EXERCISE BRIEF - Every line containing the string "garage" should be returned from the records.

SUPPLIED MATERIAL -
※ ※ ※

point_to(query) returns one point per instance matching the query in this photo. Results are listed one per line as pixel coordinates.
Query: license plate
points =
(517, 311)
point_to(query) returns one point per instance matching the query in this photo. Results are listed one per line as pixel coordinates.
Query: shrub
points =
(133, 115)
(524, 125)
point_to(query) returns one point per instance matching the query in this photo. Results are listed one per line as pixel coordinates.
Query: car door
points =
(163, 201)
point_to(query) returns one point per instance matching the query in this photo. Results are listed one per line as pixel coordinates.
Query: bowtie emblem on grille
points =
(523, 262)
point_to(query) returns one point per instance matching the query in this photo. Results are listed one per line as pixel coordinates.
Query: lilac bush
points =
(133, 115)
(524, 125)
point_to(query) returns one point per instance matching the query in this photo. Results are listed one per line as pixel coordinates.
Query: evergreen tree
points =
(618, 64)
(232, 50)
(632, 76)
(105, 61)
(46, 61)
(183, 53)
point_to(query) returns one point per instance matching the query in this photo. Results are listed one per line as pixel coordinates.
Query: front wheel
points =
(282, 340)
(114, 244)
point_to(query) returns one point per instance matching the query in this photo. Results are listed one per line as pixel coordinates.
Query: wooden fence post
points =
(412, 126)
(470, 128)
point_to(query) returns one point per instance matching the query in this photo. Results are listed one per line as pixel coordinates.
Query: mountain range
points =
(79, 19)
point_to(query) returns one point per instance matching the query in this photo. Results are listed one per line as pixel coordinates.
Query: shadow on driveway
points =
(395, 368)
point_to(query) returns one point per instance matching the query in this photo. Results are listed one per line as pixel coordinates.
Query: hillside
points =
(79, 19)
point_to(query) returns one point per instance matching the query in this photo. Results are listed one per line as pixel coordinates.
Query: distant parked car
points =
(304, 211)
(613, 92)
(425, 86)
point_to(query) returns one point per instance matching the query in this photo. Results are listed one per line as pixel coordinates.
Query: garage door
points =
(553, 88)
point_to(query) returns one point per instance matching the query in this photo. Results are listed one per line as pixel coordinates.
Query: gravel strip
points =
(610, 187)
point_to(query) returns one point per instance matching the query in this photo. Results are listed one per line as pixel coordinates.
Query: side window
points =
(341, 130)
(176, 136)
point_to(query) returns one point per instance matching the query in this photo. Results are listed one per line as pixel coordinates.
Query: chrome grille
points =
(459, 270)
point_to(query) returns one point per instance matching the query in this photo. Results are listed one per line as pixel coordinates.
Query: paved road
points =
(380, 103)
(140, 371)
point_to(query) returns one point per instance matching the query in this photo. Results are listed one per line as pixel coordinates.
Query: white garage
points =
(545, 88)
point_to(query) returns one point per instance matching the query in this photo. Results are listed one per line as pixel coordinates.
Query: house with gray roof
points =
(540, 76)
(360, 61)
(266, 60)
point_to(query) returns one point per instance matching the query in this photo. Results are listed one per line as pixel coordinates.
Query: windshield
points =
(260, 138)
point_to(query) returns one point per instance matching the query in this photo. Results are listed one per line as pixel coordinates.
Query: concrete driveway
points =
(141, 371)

※ ※ ※

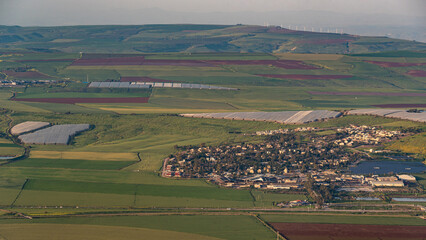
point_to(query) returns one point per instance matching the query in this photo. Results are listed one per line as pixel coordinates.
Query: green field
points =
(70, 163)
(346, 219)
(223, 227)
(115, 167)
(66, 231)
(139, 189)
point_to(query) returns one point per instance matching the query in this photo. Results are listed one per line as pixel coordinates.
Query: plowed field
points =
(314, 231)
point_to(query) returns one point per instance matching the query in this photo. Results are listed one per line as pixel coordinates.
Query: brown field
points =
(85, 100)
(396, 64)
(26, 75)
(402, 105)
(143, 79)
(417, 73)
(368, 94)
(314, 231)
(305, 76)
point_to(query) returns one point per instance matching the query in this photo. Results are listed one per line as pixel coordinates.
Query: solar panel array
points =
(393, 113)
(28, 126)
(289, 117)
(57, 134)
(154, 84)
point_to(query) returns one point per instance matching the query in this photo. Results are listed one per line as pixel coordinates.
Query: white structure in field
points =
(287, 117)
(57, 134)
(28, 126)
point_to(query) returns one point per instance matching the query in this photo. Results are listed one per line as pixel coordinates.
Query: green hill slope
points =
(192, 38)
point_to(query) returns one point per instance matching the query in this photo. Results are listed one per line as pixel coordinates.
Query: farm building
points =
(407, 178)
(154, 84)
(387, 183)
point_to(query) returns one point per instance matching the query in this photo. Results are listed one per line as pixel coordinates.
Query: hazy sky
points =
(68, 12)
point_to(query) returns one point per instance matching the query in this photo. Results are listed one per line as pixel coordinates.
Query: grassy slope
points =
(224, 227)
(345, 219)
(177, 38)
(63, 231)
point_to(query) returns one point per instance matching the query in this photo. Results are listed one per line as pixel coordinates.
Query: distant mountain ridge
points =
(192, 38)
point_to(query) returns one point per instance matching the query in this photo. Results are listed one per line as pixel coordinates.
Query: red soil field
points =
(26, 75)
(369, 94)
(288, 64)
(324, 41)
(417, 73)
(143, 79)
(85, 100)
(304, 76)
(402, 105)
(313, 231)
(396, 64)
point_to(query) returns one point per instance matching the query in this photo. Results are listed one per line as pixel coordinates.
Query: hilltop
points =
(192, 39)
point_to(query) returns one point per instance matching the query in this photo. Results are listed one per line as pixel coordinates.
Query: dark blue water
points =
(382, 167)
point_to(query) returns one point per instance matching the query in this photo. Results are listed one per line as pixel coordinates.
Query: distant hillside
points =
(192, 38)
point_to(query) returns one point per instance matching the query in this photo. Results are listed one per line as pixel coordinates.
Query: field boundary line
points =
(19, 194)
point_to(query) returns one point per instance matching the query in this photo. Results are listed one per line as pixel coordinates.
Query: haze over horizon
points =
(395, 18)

※ ※ ※

TASK SOLUTION -
Query: garage door
Query: white garage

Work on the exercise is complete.